Excerpt provided section start

Systems Performance Engineer, Agentic AI Workloads – New College Grad 2026

at Nvidia

📍 Santa Clara, United States

USD 124,000-241,500 per year

JUNIOR MIDDLE

✅ On-site

Used Tools & Technologies

Machine Learning

Required Skills & Competences
Tag name is followed by "@" symbol and proficiency level value. About proficiency levels:

1-2 — basic awareness. Minimal hands-on experience, and a rudimentary understanding of the technology's purpose;

3-6 — daily use. Comfortable and regular usage, capable of handling common tasks and challenges related to the technology;

7-9 — you are an expert, you can teach others, you know all the pitfalls and tricks;

10 — exceptional knowledge, comprehensive understanding, and adeptness in all aspects of the technology, including advanced problem-solving. Think twice before claiming or demanding such level.

Python @ 3 Statistics @ 6 Mathematics @ 3 LLM @ 3 Deep Learning @ 3 AI @ 3 Data Pipelines @ 3 Performance Analysis @ 6

Details

NVIDIA is looking for a Deep Learning Architect to join our team working at the cutting edge of AI infrastructure. As agentic LLM workloads reshape the demands placed on modern datacenters, we need engineers who can model, simulate, and reason about complex system-level traffic at scale. If you have a passion for performance analysis, a strong quantitative foundation, and excitement about the future of AI systems, we'd love to talk.

Excerpt provided section end

Task set »
- a) What pay range does the job posting list?
- b) Can you write out the part of the job posting that opens with "10 — exceptional" and closes with "demanding such level.", swapping "exceptional knowledge" for "outstanding knowledge"?
- c) Could you continue the job posting past the point where it stops?
The data that follows comes from a different source.

Entries supplied section start

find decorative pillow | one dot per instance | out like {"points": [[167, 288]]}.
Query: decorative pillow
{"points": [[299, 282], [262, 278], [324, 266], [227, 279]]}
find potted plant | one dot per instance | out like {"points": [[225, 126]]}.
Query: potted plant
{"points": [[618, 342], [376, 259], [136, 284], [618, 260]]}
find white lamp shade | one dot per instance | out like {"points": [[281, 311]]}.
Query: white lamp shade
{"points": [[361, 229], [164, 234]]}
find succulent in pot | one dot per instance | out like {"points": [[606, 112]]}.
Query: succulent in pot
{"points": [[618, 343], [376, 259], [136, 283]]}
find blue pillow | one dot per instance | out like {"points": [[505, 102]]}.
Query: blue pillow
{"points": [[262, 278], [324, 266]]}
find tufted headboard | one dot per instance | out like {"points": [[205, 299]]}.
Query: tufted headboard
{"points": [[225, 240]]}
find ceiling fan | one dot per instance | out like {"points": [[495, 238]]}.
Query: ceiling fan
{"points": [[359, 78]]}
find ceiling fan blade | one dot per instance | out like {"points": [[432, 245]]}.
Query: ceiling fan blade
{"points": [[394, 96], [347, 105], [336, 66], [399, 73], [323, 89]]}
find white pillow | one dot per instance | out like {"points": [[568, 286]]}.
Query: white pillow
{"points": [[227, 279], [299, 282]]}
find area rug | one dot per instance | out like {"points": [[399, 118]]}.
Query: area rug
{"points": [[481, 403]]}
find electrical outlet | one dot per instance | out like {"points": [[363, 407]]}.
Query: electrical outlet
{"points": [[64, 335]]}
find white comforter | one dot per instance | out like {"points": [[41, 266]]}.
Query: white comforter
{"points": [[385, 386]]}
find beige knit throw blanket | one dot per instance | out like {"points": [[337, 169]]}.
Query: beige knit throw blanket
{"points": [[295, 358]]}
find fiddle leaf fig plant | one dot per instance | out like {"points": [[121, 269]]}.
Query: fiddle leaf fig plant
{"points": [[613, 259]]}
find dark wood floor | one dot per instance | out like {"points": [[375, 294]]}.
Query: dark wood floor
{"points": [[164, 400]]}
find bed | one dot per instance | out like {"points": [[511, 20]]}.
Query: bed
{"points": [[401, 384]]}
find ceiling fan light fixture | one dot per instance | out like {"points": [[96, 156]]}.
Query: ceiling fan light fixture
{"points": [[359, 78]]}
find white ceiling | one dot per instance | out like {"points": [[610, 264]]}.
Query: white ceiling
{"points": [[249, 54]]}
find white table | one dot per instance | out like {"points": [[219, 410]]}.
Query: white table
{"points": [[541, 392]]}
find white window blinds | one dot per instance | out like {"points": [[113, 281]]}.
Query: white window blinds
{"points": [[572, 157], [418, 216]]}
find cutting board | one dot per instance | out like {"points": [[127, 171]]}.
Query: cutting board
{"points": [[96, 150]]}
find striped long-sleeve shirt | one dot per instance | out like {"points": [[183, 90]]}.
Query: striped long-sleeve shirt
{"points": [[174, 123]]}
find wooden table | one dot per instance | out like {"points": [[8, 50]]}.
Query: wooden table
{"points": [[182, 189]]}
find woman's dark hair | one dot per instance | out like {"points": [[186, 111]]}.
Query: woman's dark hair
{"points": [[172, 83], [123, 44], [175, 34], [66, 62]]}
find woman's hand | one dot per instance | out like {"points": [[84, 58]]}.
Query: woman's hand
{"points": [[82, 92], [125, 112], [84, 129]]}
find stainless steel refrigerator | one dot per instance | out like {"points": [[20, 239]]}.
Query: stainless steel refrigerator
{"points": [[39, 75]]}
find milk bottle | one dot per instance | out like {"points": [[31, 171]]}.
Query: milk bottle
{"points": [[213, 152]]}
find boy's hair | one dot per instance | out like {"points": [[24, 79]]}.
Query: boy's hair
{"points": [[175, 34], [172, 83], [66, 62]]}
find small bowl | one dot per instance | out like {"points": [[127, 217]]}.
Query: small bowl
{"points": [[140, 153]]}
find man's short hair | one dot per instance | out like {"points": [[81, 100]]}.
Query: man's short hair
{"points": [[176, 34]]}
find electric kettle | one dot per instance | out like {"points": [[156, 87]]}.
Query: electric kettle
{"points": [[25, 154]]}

Entries supplied section end

Answers per task »
- a) USD 124,000-241,500 per year

- b)
10 — outstanding knowledge, comprehensive understanding, and adeptness in all aspects of the technology, including advanced problem-solving. Think twice before claiming or demanding such level.

- c)
Responsibilities

Develop and extend C++ and Python simulators that model system-level network and compute traffic for agentic LLM workloads in datacenter environments
Characterize real-world LLM serving workloads and distill them into representative simulator inputs
Run simulations at scale and apply statistical techniques to post-process and interpret results
Identify performance bottlenecks and translate findings into concrete architectural recommendations
Collaborate with hardware, software, and research teams to influence the design of future AI systems

Requirements

Pursuing or recently completed an MS or PhD in Computer Science, Electrical Engineering, Mathematics, or a related field (or equivalent experience)
Strong programming skills in C++ and Python
Solid foundations in queueing theory and traffic modeling (e.g., Erlang models, Little's Law)
Strong statistics background: characterize huge datasets with percentiles, distributions, and clustering techniques such as K-means
Understanding of deep learning fundamentals, large language models (LLMs), and modern inference serving frameworks

Ways to stand out

Hands-on experience with traffic or network simulators, even in an academic or course project context
Familiarity with roofline modeling and performance scaling of deep learning models at the kernel level
Experience running large-scale simulation campaigns and building data pipelines to process and visualize results
Prior work characterizing or benchmarking ML inference workloads

Compensation & Benefits

Your base salary will be determined based on your location, experience, and the pay of employees in similar positions. The base salary range is 124,000 USD - 195,500 USD for Level 2, and 152,000 USD - 241,500 USD for Level 3. You will also be eligible for equity and benefits.

Additional information

Applications for this job will be accepted at least until June 7, 2026.
This posting is for an existing vacancy.
NVIDIA uses AI tools in its recruiting processes.
NVIDIA is an equal opportunity employer and is committed to fostering an inclusive work environment.